• Activity: Locate the word "background" in the data below, then copy every line that holds it.

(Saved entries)
___
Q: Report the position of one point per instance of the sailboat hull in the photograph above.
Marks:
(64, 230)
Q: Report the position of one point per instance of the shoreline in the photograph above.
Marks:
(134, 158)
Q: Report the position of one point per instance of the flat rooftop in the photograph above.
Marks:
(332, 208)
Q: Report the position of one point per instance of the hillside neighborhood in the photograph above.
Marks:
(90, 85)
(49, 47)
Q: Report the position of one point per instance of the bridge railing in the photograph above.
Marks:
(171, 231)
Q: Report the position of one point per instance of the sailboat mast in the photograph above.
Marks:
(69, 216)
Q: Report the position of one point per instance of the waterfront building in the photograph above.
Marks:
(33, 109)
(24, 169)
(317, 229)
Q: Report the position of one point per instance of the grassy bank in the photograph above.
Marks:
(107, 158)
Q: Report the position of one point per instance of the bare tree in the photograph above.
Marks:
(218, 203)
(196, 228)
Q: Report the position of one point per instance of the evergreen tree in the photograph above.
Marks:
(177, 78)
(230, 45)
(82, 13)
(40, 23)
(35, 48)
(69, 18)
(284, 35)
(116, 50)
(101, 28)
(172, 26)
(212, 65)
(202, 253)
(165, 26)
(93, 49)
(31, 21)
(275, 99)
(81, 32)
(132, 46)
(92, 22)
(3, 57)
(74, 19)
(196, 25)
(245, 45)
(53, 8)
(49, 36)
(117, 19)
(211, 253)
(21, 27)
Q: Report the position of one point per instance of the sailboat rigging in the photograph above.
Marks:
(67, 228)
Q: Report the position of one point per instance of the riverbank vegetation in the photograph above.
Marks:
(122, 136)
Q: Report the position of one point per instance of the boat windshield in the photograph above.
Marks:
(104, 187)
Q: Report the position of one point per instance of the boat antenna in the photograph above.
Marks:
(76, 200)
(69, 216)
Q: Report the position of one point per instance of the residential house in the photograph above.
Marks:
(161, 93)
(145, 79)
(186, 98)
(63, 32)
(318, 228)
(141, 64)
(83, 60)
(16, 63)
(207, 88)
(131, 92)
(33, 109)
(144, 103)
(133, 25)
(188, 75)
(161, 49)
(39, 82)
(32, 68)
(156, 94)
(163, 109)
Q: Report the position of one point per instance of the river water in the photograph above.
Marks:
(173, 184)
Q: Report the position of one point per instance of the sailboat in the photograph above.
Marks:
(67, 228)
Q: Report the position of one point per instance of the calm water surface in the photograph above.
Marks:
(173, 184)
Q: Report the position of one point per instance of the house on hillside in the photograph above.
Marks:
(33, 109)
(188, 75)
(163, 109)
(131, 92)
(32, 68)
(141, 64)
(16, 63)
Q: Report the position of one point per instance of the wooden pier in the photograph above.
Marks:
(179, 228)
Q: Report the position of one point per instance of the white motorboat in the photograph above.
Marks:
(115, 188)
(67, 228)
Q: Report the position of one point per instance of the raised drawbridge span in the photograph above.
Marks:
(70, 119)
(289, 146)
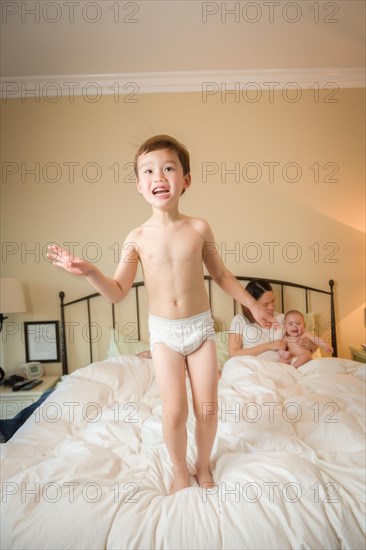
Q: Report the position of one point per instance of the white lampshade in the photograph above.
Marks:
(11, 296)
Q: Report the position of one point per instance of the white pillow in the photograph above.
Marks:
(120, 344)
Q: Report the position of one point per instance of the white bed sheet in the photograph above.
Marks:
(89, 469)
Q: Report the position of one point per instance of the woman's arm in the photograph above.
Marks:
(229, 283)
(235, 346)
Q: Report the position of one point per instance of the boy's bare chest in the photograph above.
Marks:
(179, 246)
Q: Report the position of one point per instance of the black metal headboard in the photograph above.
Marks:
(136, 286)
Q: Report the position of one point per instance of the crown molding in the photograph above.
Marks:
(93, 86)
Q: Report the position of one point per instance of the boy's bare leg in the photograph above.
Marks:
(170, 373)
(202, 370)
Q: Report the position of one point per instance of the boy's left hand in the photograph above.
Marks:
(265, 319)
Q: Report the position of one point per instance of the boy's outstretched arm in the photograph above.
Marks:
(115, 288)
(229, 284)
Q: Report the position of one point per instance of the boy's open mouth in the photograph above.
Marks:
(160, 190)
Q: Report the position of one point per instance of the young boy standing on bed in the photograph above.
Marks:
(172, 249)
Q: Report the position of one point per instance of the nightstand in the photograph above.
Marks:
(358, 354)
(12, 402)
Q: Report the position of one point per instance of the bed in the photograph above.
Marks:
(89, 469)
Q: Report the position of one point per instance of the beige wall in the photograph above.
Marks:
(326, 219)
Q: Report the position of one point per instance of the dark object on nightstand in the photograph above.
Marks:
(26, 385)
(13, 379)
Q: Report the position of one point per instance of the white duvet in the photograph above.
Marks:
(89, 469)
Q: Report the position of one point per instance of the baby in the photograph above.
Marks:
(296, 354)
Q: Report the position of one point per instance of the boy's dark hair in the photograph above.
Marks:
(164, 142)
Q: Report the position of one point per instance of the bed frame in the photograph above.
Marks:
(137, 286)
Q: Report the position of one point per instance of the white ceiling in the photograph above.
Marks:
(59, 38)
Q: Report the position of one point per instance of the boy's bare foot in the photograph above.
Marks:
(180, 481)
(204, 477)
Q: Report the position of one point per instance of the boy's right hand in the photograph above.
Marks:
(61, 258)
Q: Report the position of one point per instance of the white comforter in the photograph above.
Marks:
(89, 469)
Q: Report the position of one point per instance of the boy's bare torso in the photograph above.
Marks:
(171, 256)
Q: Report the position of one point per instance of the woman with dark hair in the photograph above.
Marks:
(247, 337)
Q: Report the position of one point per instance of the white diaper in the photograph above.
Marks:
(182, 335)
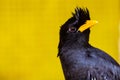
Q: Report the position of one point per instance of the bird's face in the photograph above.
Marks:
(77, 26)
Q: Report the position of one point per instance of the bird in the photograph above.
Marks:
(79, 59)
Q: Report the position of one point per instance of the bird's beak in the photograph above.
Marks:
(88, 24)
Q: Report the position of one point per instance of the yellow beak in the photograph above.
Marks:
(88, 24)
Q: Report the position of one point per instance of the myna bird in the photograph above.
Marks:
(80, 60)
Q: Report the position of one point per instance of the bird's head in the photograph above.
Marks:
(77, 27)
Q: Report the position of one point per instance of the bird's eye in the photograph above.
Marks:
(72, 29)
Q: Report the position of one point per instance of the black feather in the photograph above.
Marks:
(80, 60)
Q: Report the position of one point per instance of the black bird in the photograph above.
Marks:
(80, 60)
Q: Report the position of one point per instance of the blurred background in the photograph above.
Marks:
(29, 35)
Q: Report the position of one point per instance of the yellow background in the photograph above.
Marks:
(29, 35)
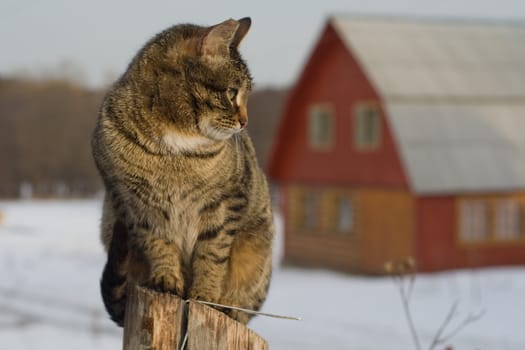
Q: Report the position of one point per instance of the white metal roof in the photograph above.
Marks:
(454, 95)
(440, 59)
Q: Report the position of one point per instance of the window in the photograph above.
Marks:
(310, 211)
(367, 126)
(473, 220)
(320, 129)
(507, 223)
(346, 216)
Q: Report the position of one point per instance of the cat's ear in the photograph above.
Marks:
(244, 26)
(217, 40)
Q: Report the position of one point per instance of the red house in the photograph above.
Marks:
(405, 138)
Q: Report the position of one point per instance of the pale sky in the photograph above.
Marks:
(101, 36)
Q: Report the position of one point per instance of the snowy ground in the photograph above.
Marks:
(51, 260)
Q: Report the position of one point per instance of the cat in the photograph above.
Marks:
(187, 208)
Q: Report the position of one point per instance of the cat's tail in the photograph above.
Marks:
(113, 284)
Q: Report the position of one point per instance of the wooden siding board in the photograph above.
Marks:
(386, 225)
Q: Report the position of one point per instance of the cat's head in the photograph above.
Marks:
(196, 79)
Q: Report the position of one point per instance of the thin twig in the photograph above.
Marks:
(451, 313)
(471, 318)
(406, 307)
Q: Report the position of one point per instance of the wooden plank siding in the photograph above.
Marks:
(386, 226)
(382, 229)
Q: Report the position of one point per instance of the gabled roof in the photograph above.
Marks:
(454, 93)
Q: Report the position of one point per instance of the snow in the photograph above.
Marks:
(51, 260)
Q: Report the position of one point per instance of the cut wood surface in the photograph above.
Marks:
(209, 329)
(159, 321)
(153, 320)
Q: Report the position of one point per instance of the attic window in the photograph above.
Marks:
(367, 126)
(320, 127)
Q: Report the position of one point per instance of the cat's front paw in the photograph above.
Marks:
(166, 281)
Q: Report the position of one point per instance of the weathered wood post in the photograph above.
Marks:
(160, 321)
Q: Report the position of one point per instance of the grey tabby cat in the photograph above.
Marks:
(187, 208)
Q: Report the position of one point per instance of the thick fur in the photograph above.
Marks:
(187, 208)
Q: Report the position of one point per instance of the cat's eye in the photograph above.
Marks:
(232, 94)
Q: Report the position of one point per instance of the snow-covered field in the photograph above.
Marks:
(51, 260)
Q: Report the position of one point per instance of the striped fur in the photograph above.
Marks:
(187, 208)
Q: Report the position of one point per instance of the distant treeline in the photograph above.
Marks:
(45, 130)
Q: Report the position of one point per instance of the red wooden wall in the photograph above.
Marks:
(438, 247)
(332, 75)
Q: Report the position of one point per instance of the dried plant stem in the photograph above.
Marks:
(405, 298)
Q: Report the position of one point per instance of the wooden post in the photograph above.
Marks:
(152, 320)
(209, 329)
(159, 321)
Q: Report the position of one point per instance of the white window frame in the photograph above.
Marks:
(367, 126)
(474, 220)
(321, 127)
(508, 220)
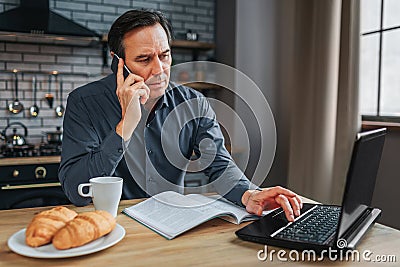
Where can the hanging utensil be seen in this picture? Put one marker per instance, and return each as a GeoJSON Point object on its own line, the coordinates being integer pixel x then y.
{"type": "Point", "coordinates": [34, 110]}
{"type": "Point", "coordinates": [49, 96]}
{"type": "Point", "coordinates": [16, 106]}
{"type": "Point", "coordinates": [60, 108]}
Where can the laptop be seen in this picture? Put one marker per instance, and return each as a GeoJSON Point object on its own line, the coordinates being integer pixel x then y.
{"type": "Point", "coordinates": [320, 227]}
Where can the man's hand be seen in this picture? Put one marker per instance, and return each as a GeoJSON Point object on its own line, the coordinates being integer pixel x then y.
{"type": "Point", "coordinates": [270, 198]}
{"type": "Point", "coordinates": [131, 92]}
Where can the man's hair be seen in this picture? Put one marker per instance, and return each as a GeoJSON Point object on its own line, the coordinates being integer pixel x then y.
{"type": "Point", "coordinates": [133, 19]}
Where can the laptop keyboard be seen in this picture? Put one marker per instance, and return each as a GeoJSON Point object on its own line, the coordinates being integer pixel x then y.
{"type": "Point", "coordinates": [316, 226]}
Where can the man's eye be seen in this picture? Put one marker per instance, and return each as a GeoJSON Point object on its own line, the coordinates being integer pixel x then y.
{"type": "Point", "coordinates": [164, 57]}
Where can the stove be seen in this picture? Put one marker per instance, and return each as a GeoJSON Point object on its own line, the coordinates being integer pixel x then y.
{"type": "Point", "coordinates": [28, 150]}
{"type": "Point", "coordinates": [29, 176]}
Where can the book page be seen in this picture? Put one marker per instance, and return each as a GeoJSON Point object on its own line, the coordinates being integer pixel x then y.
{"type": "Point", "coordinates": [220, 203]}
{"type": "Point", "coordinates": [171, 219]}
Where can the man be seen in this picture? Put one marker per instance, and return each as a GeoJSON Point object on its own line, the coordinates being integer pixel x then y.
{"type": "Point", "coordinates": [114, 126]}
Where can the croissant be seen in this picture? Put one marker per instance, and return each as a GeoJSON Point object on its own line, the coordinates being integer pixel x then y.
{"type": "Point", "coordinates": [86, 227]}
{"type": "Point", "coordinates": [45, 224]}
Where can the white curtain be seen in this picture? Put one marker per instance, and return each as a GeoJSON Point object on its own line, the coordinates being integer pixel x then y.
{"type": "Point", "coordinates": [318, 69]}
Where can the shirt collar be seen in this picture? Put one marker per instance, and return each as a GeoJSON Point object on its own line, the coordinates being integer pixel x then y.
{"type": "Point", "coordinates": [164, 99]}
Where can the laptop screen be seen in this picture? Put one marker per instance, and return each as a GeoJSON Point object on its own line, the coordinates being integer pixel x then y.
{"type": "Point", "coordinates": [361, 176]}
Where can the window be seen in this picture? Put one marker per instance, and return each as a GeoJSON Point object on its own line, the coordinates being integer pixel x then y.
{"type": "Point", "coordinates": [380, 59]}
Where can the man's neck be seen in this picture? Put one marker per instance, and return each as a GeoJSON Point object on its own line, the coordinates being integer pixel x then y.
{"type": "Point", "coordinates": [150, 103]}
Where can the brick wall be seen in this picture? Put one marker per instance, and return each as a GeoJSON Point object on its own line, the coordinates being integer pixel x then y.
___
• Result:
Q: Report the position of one point per instance of the blurred background in the photograph above.
Q: Report the position of one point per instance of the yellow background in the photograph above.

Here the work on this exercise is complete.